WHAT YOU NEED TO DO — Please rewrite the records below, renaming "detection target" to "search target" everywhere and keeping everything else the same. Leave the pictures out of your answer.

Detection annotation records —
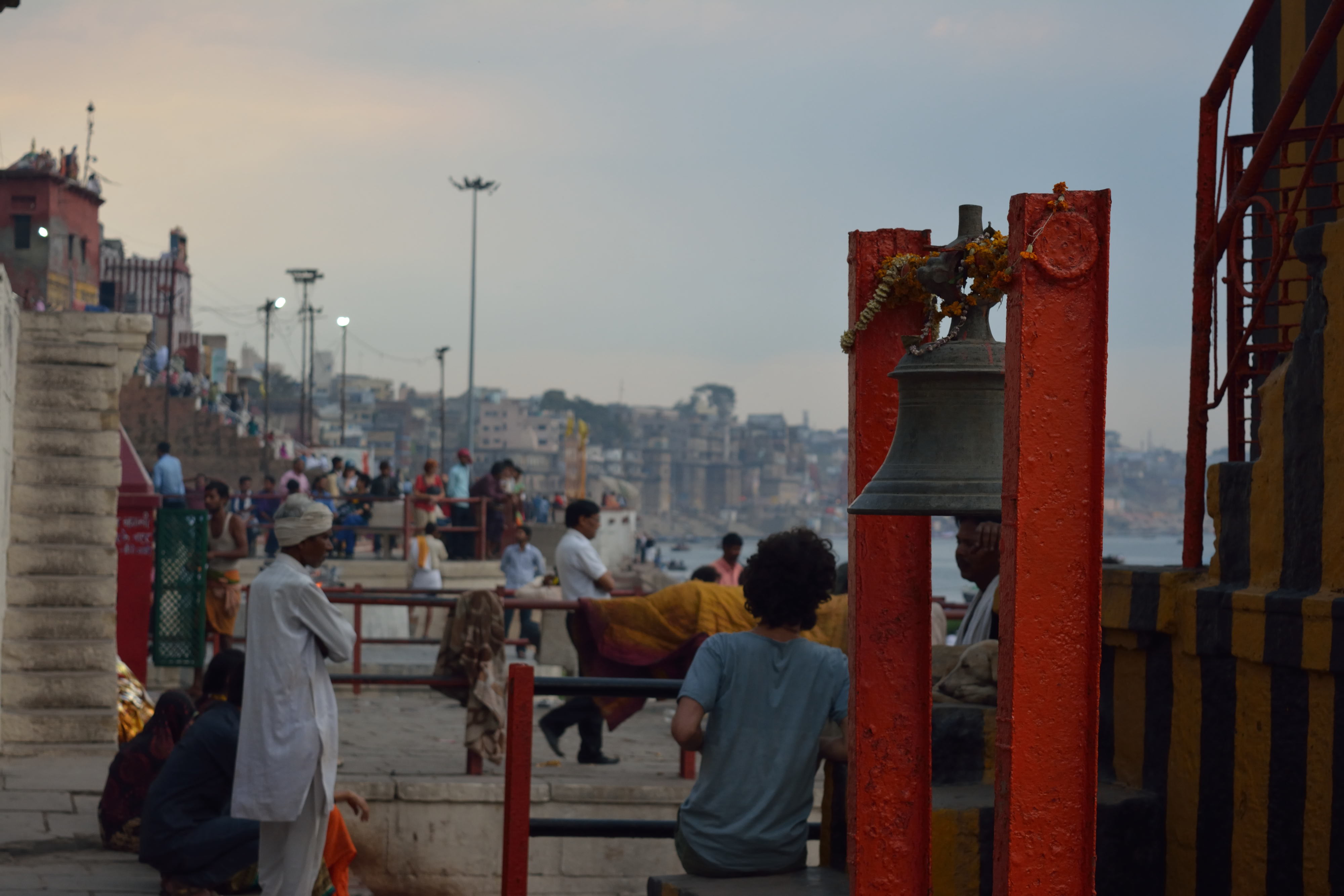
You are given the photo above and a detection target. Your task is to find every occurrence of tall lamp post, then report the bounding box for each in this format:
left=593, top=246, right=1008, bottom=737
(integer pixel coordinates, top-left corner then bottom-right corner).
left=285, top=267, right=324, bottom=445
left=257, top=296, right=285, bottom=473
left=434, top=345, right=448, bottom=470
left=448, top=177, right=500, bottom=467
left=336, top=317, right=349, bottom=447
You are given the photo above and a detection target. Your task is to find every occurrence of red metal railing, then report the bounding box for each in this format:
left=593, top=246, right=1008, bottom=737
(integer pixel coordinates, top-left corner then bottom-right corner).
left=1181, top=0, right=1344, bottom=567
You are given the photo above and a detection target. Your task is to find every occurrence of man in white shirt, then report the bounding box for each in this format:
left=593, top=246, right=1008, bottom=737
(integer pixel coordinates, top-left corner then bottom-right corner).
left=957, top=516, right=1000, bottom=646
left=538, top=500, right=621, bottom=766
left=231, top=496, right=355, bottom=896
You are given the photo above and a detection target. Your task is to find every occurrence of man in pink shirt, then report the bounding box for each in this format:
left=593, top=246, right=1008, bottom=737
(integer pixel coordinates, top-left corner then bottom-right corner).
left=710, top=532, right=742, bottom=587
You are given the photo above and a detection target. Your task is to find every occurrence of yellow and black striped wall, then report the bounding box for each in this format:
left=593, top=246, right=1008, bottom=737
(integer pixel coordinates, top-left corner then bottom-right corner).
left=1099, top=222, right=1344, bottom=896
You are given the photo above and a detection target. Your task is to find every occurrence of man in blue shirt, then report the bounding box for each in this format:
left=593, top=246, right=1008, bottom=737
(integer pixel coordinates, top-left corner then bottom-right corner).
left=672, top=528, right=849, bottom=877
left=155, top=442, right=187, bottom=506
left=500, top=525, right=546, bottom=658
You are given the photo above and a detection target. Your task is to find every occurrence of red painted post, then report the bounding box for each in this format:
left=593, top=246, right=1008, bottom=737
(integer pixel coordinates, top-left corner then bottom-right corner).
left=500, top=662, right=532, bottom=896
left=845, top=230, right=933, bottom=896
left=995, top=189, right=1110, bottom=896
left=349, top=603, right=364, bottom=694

EXERCISE OUTPUT —
You are given the photo above and a search target. Your task is to find every occurrence of tall lamp post, then report the bounding box for each in this format:
left=593, top=246, right=1008, bottom=737
(integer pixel coordinates, top-left corner then bottom-right corner).
left=285, top=267, right=324, bottom=445
left=257, top=296, right=285, bottom=473
left=434, top=345, right=448, bottom=470
left=448, top=177, right=500, bottom=467
left=336, top=317, right=349, bottom=447
You are given the photo above and a search target. Your task is to find every occurrence of red metal railing, then report the bounding box for each in this format:
left=593, top=246, right=1008, bottom=737
(integer pixel coordinates, top-left corner then bottom-right corner).
left=1181, top=0, right=1344, bottom=567
You are given the photo above and a search target. Your task is to find every occurrence of man in white shirt, then report the bounding box for each in this format:
left=593, top=246, right=1008, bottom=737
(integer pixel coordinates, top-left corner then bottom-right corner).
left=957, top=516, right=1000, bottom=646
left=538, top=500, right=621, bottom=766
left=231, top=496, right=355, bottom=896
You are given the photo above and a search target. Your task is to find every occurrence of man in pink shirt, then report the bounding box for each in this format:
left=593, top=246, right=1008, bottom=737
(integer pixel coordinates, top-left corner then bottom-right corner).
left=710, top=532, right=742, bottom=587
You are given the photo above and a search target. Your task is to find every occurrence of yellow and black striped wall, then report the bounding box for each in this format:
left=593, top=246, right=1008, bottom=737
(integer pixel coordinates, top-left corner then bottom-right corner).
left=1099, top=222, right=1344, bottom=896
You are given the photo above and a search target. Your task is to find every occurrence of man in blue shirt, then report the bounding box for each in this format:
left=593, top=246, right=1008, bottom=737
(integer pixel coordinates, top-left corner then bottom-right corner).
left=672, top=528, right=849, bottom=877
left=155, top=442, right=187, bottom=506
left=500, top=525, right=546, bottom=658
You are given the photo above and a search target. Your task is to find every occurrence of red painted post, then report the bounding box for each in this format:
left=593, top=246, right=1008, bottom=737
(integer pixel coordinates, top-left corner then bottom-right corner).
left=500, top=662, right=532, bottom=896
left=845, top=230, right=933, bottom=896
left=995, top=189, right=1110, bottom=896
left=349, top=603, right=364, bottom=694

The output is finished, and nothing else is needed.